====== Material to process
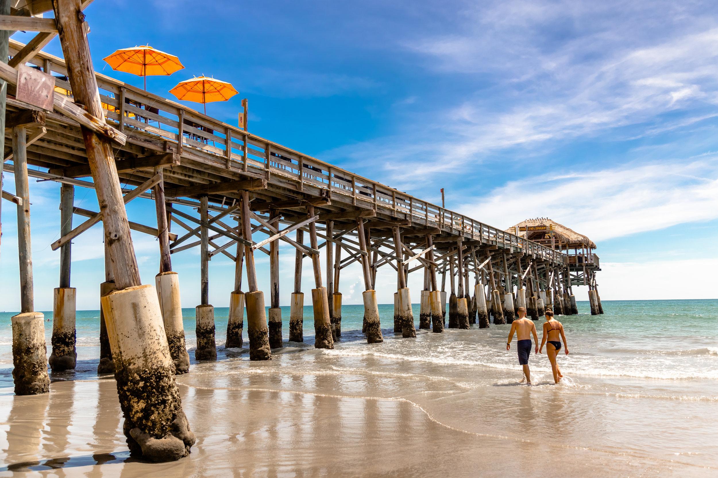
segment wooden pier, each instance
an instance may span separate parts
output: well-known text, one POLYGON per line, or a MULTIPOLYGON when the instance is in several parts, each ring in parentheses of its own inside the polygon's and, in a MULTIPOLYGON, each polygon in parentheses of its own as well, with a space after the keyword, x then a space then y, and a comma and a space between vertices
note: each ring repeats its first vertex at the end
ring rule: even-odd
POLYGON ((174 380, 174 373, 190 371, 190 361, 173 254, 201 251, 198 360, 217 357, 208 271, 210 259, 220 254, 236 264, 225 346, 242 346, 245 308, 251 359, 271 360, 271 350, 282 346, 279 241, 297 251, 289 331, 294 341, 304 340, 302 310, 308 301, 302 294, 302 259, 311 262, 317 348, 332 348, 340 340, 341 271, 355 262, 361 265, 369 343, 382 342, 381 319, 386 325, 375 292, 377 270, 383 266, 397 274, 394 332, 407 338, 416 335, 406 287, 414 272, 424 274, 419 329, 437 333, 444 330, 447 302, 448 327, 460 329, 470 328, 477 318, 480 328, 489 327, 490 315, 495 324, 510 322, 519 307, 535 319, 546 307, 575 313, 571 287, 582 280, 594 292, 592 311, 595 302, 599 313, 595 254, 592 264, 585 262, 590 254, 582 254, 579 263, 577 254, 530 240, 518 229, 493 227, 91 71, 83 6, 79 0, 55 0, 57 20, 0 16, 7 30, 44 29, 27 45, 10 41, 11 59, 0 63, 0 77, 8 82, 5 144, 11 145, 4 148, 3 169, 14 173, 17 184, 15 194, 3 191, 3 197, 16 204, 22 226, 23 307, 13 330, 24 327, 35 340, 18 344, 18 350, 23 345, 33 352, 15 354, 17 393, 48 390, 42 314, 32 307, 29 177, 62 188, 61 236, 52 244, 62 259, 50 365, 53 370, 74 367, 70 244, 102 221, 106 277, 101 288, 98 371, 115 372, 129 421, 130 449, 149 459, 176 459, 194 443, 174 380), (55 32, 67 63, 39 51, 55 32), (45 107, 23 92, 28 78, 52 85, 45 107), (77 187, 95 190, 99 211, 75 207, 77 187), (136 198, 154 201, 156 224, 129 220, 124 205, 136 198), (159 238, 154 287, 139 282, 130 229, 159 238), (270 259, 269 317, 257 285, 256 252, 270 259), (146 383, 153 384, 149 390, 146 383))

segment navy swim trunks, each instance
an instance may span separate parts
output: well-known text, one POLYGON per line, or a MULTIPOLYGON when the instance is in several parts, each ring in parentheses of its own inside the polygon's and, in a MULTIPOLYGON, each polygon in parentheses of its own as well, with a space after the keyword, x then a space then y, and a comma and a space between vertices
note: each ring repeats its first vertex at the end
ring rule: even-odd
POLYGON ((528 365, 528 355, 531 353, 531 340, 524 339, 516 343, 516 350, 518 351, 518 364, 528 365))

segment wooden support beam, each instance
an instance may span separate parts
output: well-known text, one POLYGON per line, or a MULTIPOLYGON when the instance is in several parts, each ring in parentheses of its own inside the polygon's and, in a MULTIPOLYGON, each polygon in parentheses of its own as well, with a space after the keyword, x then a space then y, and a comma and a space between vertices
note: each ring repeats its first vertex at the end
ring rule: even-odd
MULTIPOLYGON (((258 222, 260 224, 261 224, 261 226, 260 226, 258 228, 256 228, 256 229, 252 229, 252 232, 253 233, 253 232, 256 232, 257 231, 259 231, 261 232, 264 232, 264 234, 267 234, 268 236, 271 236, 272 234, 272 233, 276 234, 276 233, 279 232, 279 229, 278 229, 276 227, 275 227, 272 224, 272 223, 274 223, 275 221, 279 221, 279 216, 277 216, 276 217, 275 217, 275 218, 271 219, 270 221, 265 221, 261 217, 260 217, 259 216, 258 216, 257 214, 254 214, 252 211, 250 211, 249 214, 250 214, 250 216, 253 219, 254 219, 255 221, 256 221, 257 222, 258 222), (265 228, 266 228, 266 229, 262 229, 261 228, 263 226, 265 227, 265 228)), ((297 242, 296 241, 292 240, 291 239, 289 239, 289 237, 286 237, 286 236, 280 237, 279 239, 281 240, 282 240, 282 241, 284 241, 285 242, 288 242, 289 244, 291 244, 296 249, 298 249, 301 250, 303 254, 306 254, 308 256, 312 255, 312 254, 319 254, 319 249, 312 249, 311 247, 308 247, 304 245, 303 244, 299 244, 299 243, 297 242)))
POLYGON ((320 221, 338 221, 340 219, 355 219, 358 217, 375 217, 376 211, 373 209, 359 209, 358 211, 345 211, 344 212, 326 212, 319 215, 320 221))
POLYGON ((379 228, 379 227, 396 227, 397 226, 411 226, 411 221, 409 219, 397 219, 393 221, 368 221, 364 224, 365 227, 368 228, 379 228))
POLYGON ((429 227, 424 229, 406 229, 404 236, 425 236, 426 234, 440 234, 442 230, 438 227, 429 227))
MULTIPOLYGON (((401 233, 398 227, 392 229, 394 234, 394 254, 397 257, 401 257, 401 233)), ((404 275, 404 267, 401 261, 396 264, 396 288, 404 289, 406 287, 406 277, 404 275)))
POLYGON ((169 209, 169 211, 172 213, 172 214, 177 214, 180 217, 184 218, 184 219, 187 219, 187 221, 192 221, 192 222, 194 222, 196 224, 199 224, 200 226, 202 226, 204 227, 206 227, 207 229, 210 229, 210 231, 214 231, 215 232, 218 232, 219 234, 222 234, 223 236, 225 236, 226 237, 228 237, 230 239, 234 239, 235 241, 238 241, 239 242, 241 242, 242 244, 243 244, 245 246, 247 246, 248 247, 251 248, 251 247, 252 247, 252 243, 250 242, 249 241, 247 241, 246 239, 242 239, 241 237, 240 237, 237 234, 234 234, 233 232, 228 232, 226 229, 220 229, 219 227, 217 227, 216 226, 214 226, 212 224, 210 224, 209 221, 202 221, 202 219, 197 219, 196 218, 192 217, 190 214, 185 214, 182 211, 180 211, 179 209, 176 209, 174 207, 170 207, 169 209))
MULTIPOLYGON (((84 216, 85 217, 95 217, 97 214, 100 214, 94 211, 90 211, 89 209, 83 209, 82 208, 73 207, 73 213, 75 214, 78 214, 80 216, 84 216)), ((137 231, 138 232, 144 232, 146 234, 149 234, 150 236, 154 236, 157 237, 158 232, 157 229, 155 227, 151 227, 149 226, 145 226, 144 224, 141 224, 138 222, 133 222, 131 221, 130 223, 130 229, 133 231, 137 231)), ((177 235, 173 232, 167 233, 169 239, 172 240, 173 238, 177 238, 177 235)), ((167 271, 165 271, 167 272, 167 271)))
POLYGON ((289 227, 286 227, 286 228, 282 229, 281 231, 279 231, 279 232, 277 232, 274 236, 270 236, 269 237, 266 238, 264 241, 260 241, 259 242, 257 242, 256 244, 253 244, 252 246, 252 249, 259 249, 260 247, 261 247, 264 244, 269 244, 270 242, 273 242, 276 241, 276 239, 279 239, 281 237, 284 237, 284 236, 286 236, 286 234, 289 234, 292 231, 296 231, 297 229, 299 229, 300 227, 302 227, 304 226, 306 226, 307 224, 312 223, 312 222, 314 222, 314 221, 316 221, 318 219, 319 219, 319 216, 315 215, 315 216, 313 216, 312 217, 307 218, 307 219, 304 219, 304 221, 300 221, 299 222, 295 222, 294 224, 292 224, 289 227))
POLYGON ((54 18, 0 15, 0 30, 57 33, 54 18))
POLYGON ((5 129, 16 126, 45 126, 47 114, 39 110, 20 110, 5 117, 5 129))
POLYGON ((210 233, 207 226, 209 224, 209 199, 206 196, 200 198, 200 218, 202 224, 200 229, 200 303, 207 305, 210 303, 210 233))
POLYGON ((198 184, 197 186, 185 186, 180 188, 169 188, 164 191, 170 197, 192 197, 202 194, 218 194, 220 193, 237 193, 240 191, 254 191, 256 189, 266 189, 266 179, 245 179, 243 181, 230 181, 223 183, 212 183, 210 184, 198 184))
POLYGON ((363 254, 361 256, 362 272, 364 274, 364 290, 371 290, 371 270, 369 267, 369 251, 366 245, 366 237, 364 235, 364 219, 357 219, 357 234, 359 236, 359 248, 363 254))
POLYGON ((15 203, 18 206, 22 206, 22 198, 14 194, 11 194, 6 191, 2 191, 2 199, 15 203))
MULTIPOLYGON (((0 62, 0 64, 4 64, 0 62)), ((32 281, 32 246, 30 242, 30 190, 27 179, 27 133, 24 128, 12 130, 12 152, 15 156, 15 191, 22 198, 17 206, 17 252, 20 272, 20 312, 34 312, 32 281)))
MULTIPOLYGON (((246 163, 246 156, 245 156, 246 163)), ((240 193, 242 196, 242 231, 243 242, 244 245, 244 257, 247 262, 247 282, 249 292, 253 292, 257 290, 257 270, 254 267, 254 251, 252 249, 252 228, 251 216, 249 215, 249 193, 243 191, 240 193), (249 243, 247 245, 246 243, 249 243)))
MULTIPOLYGON (((309 216, 309 219, 314 216, 314 206, 307 206, 307 215, 309 216)), ((314 220, 309 222, 309 245, 312 249, 317 249, 317 223, 314 220)), ((314 269, 314 285, 317 289, 322 287, 322 266, 320 264, 319 262, 319 254, 314 254, 312 256, 312 266, 314 269)))
MULTIPOLYGON (((154 168, 179 164, 180 155, 174 153, 163 153, 162 154, 154 154, 141 158, 117 159, 115 161, 115 167, 117 168, 118 173, 126 173, 127 171, 142 169, 154 169, 154 168)), ((50 174, 57 174, 65 178, 83 178, 92 176, 92 172, 90 171, 90 165, 88 164, 81 164, 70 168, 52 168, 47 172, 50 174)), ((167 196, 166 191, 165 196, 167 196)))
MULTIPOLYGON (((157 184, 160 181, 160 180, 161 178, 159 175, 155 174, 154 176, 152 176, 151 178, 146 181, 144 183, 143 183, 141 186, 137 186, 130 192, 125 194, 124 197, 123 197, 123 204, 126 204, 129 201, 136 198, 141 193, 147 191, 150 188, 154 187, 155 184, 157 184)), ((123 211, 124 211, 124 208, 123 208, 123 211)), ((127 234, 129 235, 129 221, 126 221, 126 217, 127 216, 125 216, 126 221, 127 224, 127 234)), ((75 237, 77 237, 78 236, 85 232, 95 224, 96 224, 97 223, 100 222, 100 221, 102 221, 103 219, 105 219, 106 221, 109 219, 109 218, 103 218, 103 214, 99 212, 97 213, 97 214, 95 214, 93 217, 90 218, 89 219, 88 219, 87 221, 85 221, 85 222, 80 224, 74 229, 68 232, 67 234, 62 236, 59 239, 53 242, 52 244, 52 250, 53 251, 57 250, 58 247, 61 247, 63 244, 65 244, 67 242, 75 239, 75 237)), ((139 274, 139 271, 138 271, 137 273, 139 274)))
POLYGON ((309 206, 330 206, 332 201, 329 198, 305 198, 303 199, 288 199, 286 201, 274 201, 271 203, 258 204, 252 208, 252 211, 269 211, 269 209, 294 209, 309 206))
MULTIPOLYGON (((27 143, 26 144, 26 146, 29 146, 30 145, 34 143, 39 139, 45 136, 47 133, 47 128, 46 128, 45 126, 39 128, 37 130, 31 134, 29 137, 27 138, 27 143)), ((5 156, 6 161, 9 161, 11 159, 12 159, 12 153, 10 153, 10 154, 5 156)))
MULTIPOLYGON (((239 204, 236 204, 236 205, 234 205, 234 206, 233 206, 231 207, 228 208, 227 209, 225 209, 222 212, 216 214, 214 217, 211 218, 210 219, 210 224, 211 224, 212 223, 215 222, 215 221, 219 221, 220 219, 222 219, 225 216, 227 216, 228 214, 230 214, 232 212, 233 212, 233 211, 236 211, 237 209, 238 209, 239 207, 240 207, 239 204)), ((182 237, 180 237, 178 239, 175 239, 171 244, 169 244, 169 247, 172 247, 172 249, 176 248, 180 244, 182 244, 185 241, 186 241, 187 239, 190 239, 193 235, 195 235, 195 234, 200 230, 200 227, 201 227, 201 226, 198 226, 195 227, 193 229, 190 229, 190 231, 186 234, 185 234, 184 236, 182 236, 182 237)), ((241 236, 241 234, 238 234, 238 235, 241 236)))
MULTIPOLYGON (((297 230, 297 243, 304 244, 304 231, 302 229, 297 230)), ((297 254, 294 256, 294 292, 299 294, 302 292, 302 259, 304 259, 304 254, 302 249, 297 248, 297 254)))

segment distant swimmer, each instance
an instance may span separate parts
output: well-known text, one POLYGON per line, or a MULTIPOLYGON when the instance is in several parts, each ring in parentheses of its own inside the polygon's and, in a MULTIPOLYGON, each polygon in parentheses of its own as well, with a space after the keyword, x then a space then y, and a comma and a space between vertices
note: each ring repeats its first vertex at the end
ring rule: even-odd
POLYGON ((544 344, 548 342, 549 343, 546 346, 546 354, 549 355, 549 360, 551 360, 551 368, 554 371, 554 381, 556 383, 564 378, 561 373, 561 369, 559 368, 559 364, 556 363, 556 355, 561 350, 559 338, 563 339, 566 355, 569 355, 569 344, 566 343, 566 335, 564 335, 564 325, 554 318, 552 310, 546 310, 546 322, 544 322, 544 337, 541 338, 541 349, 538 350, 538 353, 541 353, 541 351, 544 350, 544 344))
POLYGON ((508 331, 508 341, 506 342, 506 350, 511 348, 511 340, 513 333, 516 333, 516 348, 518 351, 518 363, 523 366, 523 375, 526 377, 526 384, 531 384, 531 373, 528 370, 528 355, 531 353, 531 334, 533 334, 533 342, 536 343, 536 353, 538 353, 538 336, 536 335, 536 327, 533 321, 526 318, 526 307, 518 307, 518 320, 511 323, 511 330, 508 331))

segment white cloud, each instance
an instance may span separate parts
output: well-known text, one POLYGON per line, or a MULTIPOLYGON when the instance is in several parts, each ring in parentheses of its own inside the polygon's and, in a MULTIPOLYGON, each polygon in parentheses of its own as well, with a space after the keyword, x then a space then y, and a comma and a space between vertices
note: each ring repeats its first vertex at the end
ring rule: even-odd
POLYGON ((551 217, 593 241, 718 218, 715 156, 513 181, 459 211, 507 228, 551 217))

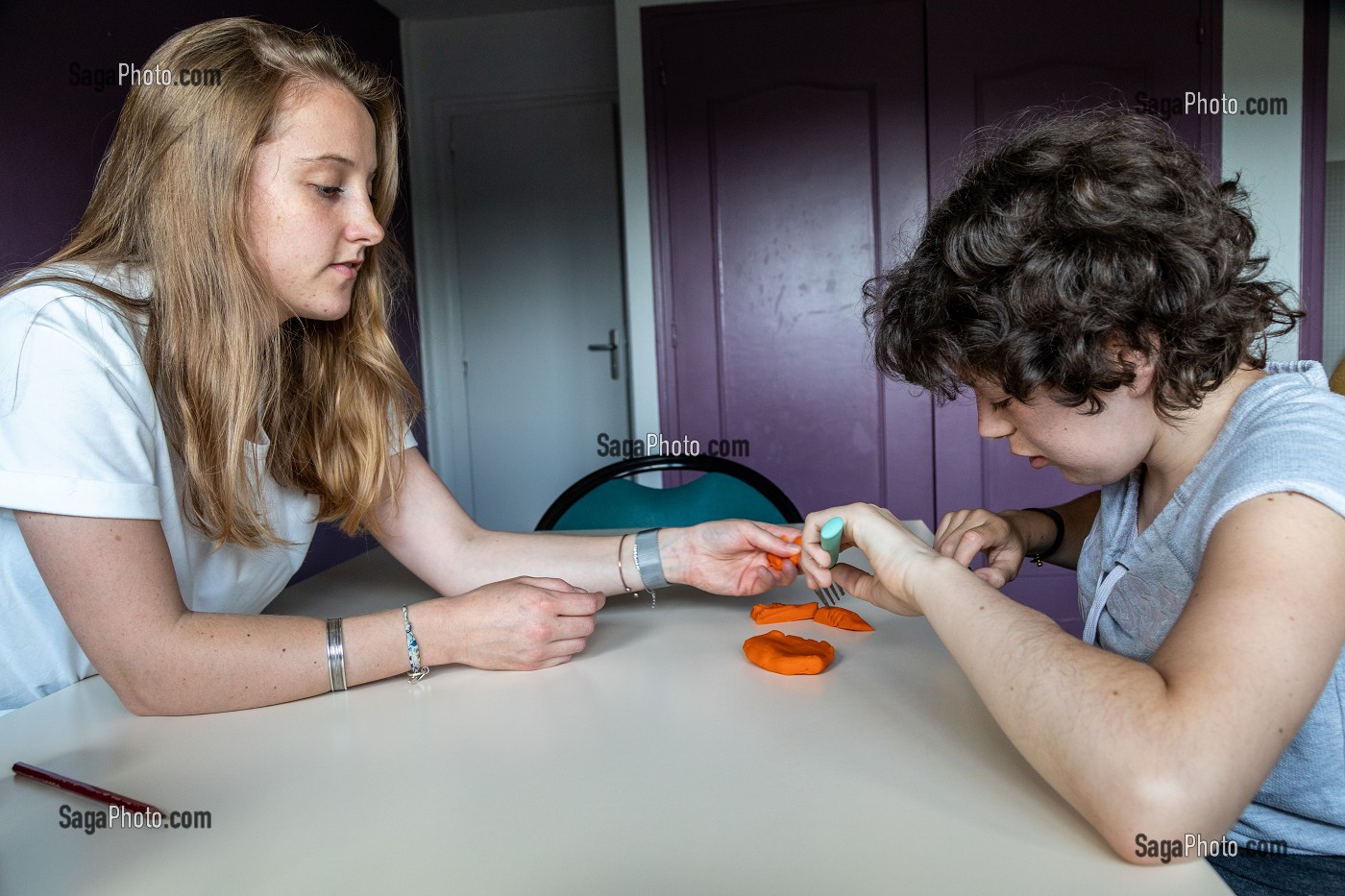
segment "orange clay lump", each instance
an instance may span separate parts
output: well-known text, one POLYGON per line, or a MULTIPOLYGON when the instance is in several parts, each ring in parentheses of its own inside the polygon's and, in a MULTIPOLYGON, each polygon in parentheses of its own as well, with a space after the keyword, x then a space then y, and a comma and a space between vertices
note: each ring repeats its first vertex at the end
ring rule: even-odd
POLYGON ((816 675, 831 665, 837 651, 824 640, 810 640, 783 631, 768 631, 742 642, 748 659, 779 675, 816 675))
MULTIPOLYGON (((781 538, 780 541, 788 542, 791 545, 799 545, 799 548, 803 546, 803 535, 795 535, 794 541, 790 541, 788 538, 781 538)), ((795 554, 795 557, 802 557, 802 556, 803 554, 795 554)), ((788 557, 776 557, 775 554, 767 554, 765 556, 765 561, 768 564, 771 564, 771 569, 775 569, 776 572, 784 569, 784 561, 785 560, 790 560, 790 558, 788 557)), ((795 566, 799 565, 799 562, 796 560, 790 560, 790 562, 792 562, 795 566)), ((781 620, 781 622, 788 622, 788 620, 781 620)))
POLYGON ((812 619, 816 612, 816 601, 811 604, 757 604, 752 608, 752 622, 759 626, 773 626, 781 622, 812 619))
MULTIPOLYGON (((753 619, 756 619, 755 615, 753 619)), ((818 612, 812 613, 812 622, 819 622, 823 626, 831 626, 833 628, 847 628, 850 631, 873 631, 873 626, 863 622, 863 616, 854 612, 853 609, 846 609, 845 607, 822 607, 818 609, 818 612)))

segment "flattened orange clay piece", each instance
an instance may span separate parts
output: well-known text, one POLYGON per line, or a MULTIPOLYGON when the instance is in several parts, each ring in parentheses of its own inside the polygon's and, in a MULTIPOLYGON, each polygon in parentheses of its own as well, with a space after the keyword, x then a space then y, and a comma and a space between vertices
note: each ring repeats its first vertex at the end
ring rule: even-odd
POLYGON ((837 655, 824 640, 785 635, 783 631, 748 638, 742 642, 742 652, 761 669, 779 675, 816 675, 837 655))
POLYGON ((819 622, 823 626, 831 626, 833 628, 873 631, 873 626, 863 622, 863 616, 853 609, 846 609, 845 607, 822 607, 812 615, 812 622, 819 622))
POLYGON ((818 612, 816 601, 811 604, 757 604, 752 608, 752 622, 759 626, 773 626, 781 622, 812 619, 818 612))
MULTIPOLYGON (((791 544, 791 545, 799 545, 800 548, 803 546, 803 535, 796 535, 796 537, 794 538, 794 541, 790 541, 788 538, 781 538, 780 541, 784 541, 784 542, 788 542, 788 544, 791 544)), ((795 554, 795 557, 802 557, 802 554, 795 554)), ((776 557, 775 554, 767 554, 767 556, 765 556, 765 561, 767 561, 768 564, 771 564, 771 569, 775 569, 775 570, 777 570, 777 572, 779 572, 780 569, 784 569, 784 561, 785 561, 785 560, 788 560, 788 558, 787 558, 787 557, 776 557)), ((794 565, 795 565, 795 566, 798 566, 798 565, 799 565, 798 562, 795 562, 795 561, 792 561, 792 560, 791 560, 790 562, 794 562, 794 565)))

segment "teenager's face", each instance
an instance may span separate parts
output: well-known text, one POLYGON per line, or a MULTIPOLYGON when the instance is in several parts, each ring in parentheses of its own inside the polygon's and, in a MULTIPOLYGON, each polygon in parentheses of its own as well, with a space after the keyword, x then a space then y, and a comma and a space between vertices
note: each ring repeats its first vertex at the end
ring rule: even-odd
POLYGON ((1072 483, 1102 486, 1122 479, 1149 455, 1158 417, 1147 378, 1103 396, 1106 408, 1064 408, 1044 390, 1024 404, 998 386, 972 385, 983 439, 1007 439, 1009 451, 1029 457, 1034 470, 1059 467, 1072 483), (1137 385, 1139 386, 1137 389, 1137 385))
POLYGON ((280 297, 278 320, 350 311, 364 250, 383 238, 369 192, 374 120, 344 87, 291 93, 276 135, 253 152, 247 242, 280 297))

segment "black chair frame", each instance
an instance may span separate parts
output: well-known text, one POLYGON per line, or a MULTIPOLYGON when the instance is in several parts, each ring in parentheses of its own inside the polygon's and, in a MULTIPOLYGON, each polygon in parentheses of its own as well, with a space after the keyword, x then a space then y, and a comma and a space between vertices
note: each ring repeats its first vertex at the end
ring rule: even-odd
POLYGON ((679 457, 674 455, 650 455, 647 457, 629 457, 627 460, 617 460, 615 464, 608 464, 600 470, 594 470, 589 475, 584 476, 573 486, 561 492, 561 496, 551 502, 551 506, 546 509, 542 518, 537 523, 537 531, 550 531, 560 522, 565 511, 574 506, 574 503, 589 494, 604 482, 612 479, 625 479, 642 472, 656 472, 660 470, 691 470, 695 472, 718 472, 740 479, 744 483, 752 486, 761 496, 771 502, 771 505, 780 511, 785 522, 798 523, 803 522, 803 515, 799 509, 794 506, 788 495, 780 491, 780 487, 773 482, 759 474, 757 471, 740 464, 736 460, 728 460, 726 457, 710 457, 710 456, 693 456, 693 457, 679 457))

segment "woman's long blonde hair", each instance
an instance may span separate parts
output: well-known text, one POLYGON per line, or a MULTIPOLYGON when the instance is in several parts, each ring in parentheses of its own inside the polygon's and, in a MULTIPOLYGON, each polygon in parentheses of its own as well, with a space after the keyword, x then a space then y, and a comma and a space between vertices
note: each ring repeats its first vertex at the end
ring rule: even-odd
MULTIPOLYGON (((364 250, 342 319, 292 319, 277 330, 278 300, 249 250, 245 195, 253 151, 273 135, 286 91, 340 85, 374 120, 373 206, 389 230, 395 86, 334 38, 254 19, 180 31, 145 63, 156 67, 175 77, 218 73, 218 86, 132 86, 89 209, 44 264, 128 262, 149 273, 147 299, 83 285, 145 323, 145 370, 183 464, 184 510, 207 537, 246 548, 281 542, 247 464, 258 422, 270 437, 266 468, 280 484, 316 494, 319 519, 381 534, 375 507, 395 492, 393 456, 420 410, 387 335, 401 254, 390 234, 364 250)), ((28 276, 23 284, 51 280, 71 277, 28 276)))

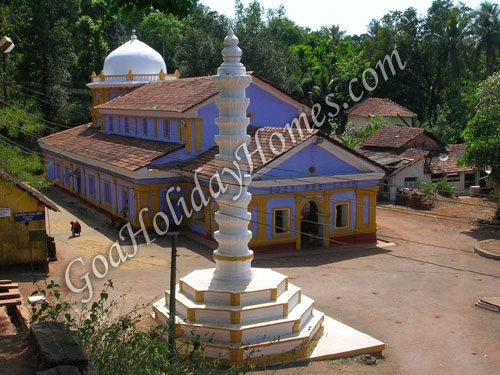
============
Show every line of the rows above that contains the word "segment". Case counts.

segment wooden pier, each instance
segment navy swim trunks, each instance
segment wooden support beam, each instance
segment distant swimmer, each instance
segment white cloud, each instance
segment "orange clay lump", each instance
segment "flattened orange clay piece", each instance
segment "teenager's face", each instance
segment "black chair frame", each instance
segment "woman's long blonde hair", each instance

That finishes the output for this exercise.